Written instruction a
In the records, substitute "parked vehicle" for "parked car" in the part that opens with the line containing "Definition of the keypoint: for every instance of the parked" and runs through the end of the records, and give that part again with everything else unchanged.

Matter Of Minutes: Can Flipkart Strike A Fiscal Balance Ahead Of IPO?
Can Flipkart beat a mile a minute? As the road to D-Street neared its end, the ecommerce giant has flicked into quick commerce, rolling out Minutes. The question now staring at its American parent Walmart is how much cash burn will it endure as a late entrant in a party of seasoned players.
Digital payments major PhonePe, another Walmart-run entity, had to fork out a fortune for a reverse flip to India ahead of its public float next year.
The US retail behemoth is in no mood to sit on its two big-ticket acquisitions. Walmart had spent $16 Bn when it picked up 77% stake in Flipkart in 2018 and subsequently raised it to 80%. The entire block is worth around $30 Bn today, while its 70% holding in PhonePe is pegged at $6-7 Bn.
Share sales in the two companies sometime in 2026 will help Walmart map its way out, at least partially.
PhonePe had to cough up INR 8,000 Cr in taxes when it moved its domicile back to India from Singapore in January 2023. Flipkart, which just got its board approving a reverse flip to India, will have to shell out more.
In the run-up to the IPO, the Walmart management sounded upbeat on Flipkart. “We invested a little bit more in Flipkart this year, which contributed to a little bit of pressure on its bottomline, but the topline has been doing really well,” Walmart CFO John David Rainey said at the 2025 Oppenheimer Consumer Growth and E-Commerce Conference on June 10.
Flipkart’s marketplace revenues increased 21% on-year in FY24 to INR 17,907 Cr and its losses shrank 41% to INR 2,358 Cr. In comparison, rival Amazon recorded a 14% rise in revenue to INR 25,406 Cr and INR 3,649 Cr losses. Smaller horizontal ecommerce player Meesho, which has been quickly eating into Flipkart’s market share, saw its topline zoom 33% to INR 7,615 Cr and losses reduce by 82% to INR 305 Cr.

Available records

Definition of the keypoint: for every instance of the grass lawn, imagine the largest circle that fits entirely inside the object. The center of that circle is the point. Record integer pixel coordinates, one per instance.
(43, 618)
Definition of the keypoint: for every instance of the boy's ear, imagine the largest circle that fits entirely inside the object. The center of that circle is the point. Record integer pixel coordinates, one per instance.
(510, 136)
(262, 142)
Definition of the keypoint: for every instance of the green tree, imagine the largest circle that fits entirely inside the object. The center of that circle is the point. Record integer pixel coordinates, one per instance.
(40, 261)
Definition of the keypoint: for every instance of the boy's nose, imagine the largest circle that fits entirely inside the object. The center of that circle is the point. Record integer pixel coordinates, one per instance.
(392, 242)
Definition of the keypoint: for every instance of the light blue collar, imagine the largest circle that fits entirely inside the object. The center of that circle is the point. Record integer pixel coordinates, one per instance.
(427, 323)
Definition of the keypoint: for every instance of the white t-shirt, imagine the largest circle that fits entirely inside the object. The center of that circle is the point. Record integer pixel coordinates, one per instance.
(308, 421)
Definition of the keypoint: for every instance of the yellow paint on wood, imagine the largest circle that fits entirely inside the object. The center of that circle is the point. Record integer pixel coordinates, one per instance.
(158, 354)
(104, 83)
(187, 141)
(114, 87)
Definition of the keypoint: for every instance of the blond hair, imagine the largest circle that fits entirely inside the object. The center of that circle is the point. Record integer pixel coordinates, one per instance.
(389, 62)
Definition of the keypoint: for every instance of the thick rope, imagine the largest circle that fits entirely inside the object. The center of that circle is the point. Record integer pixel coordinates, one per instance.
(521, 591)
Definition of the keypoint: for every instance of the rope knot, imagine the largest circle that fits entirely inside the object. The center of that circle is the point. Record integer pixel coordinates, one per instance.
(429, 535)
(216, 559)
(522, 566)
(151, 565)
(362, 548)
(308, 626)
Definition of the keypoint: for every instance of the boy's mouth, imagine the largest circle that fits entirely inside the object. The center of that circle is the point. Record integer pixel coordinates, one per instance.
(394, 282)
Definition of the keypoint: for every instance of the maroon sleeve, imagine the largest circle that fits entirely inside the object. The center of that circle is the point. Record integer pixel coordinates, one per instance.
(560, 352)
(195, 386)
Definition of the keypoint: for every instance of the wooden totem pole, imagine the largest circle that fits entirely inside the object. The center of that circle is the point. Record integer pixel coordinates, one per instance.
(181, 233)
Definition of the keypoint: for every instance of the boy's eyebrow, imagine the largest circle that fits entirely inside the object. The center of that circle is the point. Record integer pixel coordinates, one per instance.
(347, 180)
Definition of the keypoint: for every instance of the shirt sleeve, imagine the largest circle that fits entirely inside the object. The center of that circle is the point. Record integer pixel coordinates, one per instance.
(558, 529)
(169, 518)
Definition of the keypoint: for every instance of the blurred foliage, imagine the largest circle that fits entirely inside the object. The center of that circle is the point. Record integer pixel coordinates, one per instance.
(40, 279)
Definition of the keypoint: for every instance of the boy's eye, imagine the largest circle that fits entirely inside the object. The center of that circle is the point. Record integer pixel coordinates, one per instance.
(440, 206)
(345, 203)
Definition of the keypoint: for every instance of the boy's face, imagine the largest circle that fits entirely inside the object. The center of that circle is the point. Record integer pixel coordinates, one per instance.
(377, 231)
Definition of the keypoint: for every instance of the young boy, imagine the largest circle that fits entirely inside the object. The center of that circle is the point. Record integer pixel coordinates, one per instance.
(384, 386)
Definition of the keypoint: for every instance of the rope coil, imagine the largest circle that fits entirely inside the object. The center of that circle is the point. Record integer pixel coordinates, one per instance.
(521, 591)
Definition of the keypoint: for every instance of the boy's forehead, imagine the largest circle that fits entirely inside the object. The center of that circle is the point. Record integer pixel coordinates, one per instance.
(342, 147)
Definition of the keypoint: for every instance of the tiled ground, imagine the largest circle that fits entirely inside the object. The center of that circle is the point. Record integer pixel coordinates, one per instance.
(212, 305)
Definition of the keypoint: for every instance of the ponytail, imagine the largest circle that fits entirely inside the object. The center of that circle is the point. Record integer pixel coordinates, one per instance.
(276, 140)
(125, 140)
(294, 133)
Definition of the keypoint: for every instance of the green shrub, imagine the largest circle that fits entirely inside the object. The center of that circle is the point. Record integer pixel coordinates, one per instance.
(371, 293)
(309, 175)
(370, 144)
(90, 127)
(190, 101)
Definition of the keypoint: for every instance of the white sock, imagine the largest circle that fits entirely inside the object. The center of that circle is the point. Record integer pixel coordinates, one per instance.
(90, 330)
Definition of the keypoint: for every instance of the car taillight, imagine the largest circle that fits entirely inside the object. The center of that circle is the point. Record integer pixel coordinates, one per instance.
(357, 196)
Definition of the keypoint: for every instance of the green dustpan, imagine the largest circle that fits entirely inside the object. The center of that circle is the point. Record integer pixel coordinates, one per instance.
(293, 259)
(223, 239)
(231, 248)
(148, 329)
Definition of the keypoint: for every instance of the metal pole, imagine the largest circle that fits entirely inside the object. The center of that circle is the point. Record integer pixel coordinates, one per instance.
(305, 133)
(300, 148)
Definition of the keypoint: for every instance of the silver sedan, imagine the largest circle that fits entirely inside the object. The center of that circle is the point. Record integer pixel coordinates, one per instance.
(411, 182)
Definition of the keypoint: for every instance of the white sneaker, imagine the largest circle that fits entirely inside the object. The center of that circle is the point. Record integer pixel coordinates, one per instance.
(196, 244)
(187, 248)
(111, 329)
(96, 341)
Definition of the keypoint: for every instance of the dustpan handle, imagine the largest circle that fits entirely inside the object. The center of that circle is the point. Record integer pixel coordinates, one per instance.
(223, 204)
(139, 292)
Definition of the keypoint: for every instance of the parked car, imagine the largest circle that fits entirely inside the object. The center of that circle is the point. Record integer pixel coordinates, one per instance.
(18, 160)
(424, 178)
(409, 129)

Written instruction b
Print the part of the article on Flipkart's IPO that opens with the words "Share sales in" and closes with "on June 10.", reproducing it exactly.

Correct answer a
Definition of the keypoint: for every instance of the parked vehicle, imagine the largest circle that fits entirely inside the object. The center of that circle is the point. Record integer pixel coordinates, one per instance.
(18, 160)
(424, 178)
(409, 129)

Correct answer b
Share sales in the two companies sometime in 2026 will help Walmart map its way out, at least partially.
PhonePe had to cough up INR 8,000 Cr in taxes when it moved its domicile back to India from Singapore in January 2023. Flipkart, which just got its board approving a reverse flip to India, will have to shell out more.
In the run-up to the IPO, the Walmart management sounded upbeat on Flipkart. “We invested a little bit more in Flipkart this year, which contributed to a little bit of pressure on its bottomline, but the topline has been doing really well,” Walmart CFO John David Rainey said at the 2025 Oppenheimer Consumer Growth and E-Commerce Conference on June 10.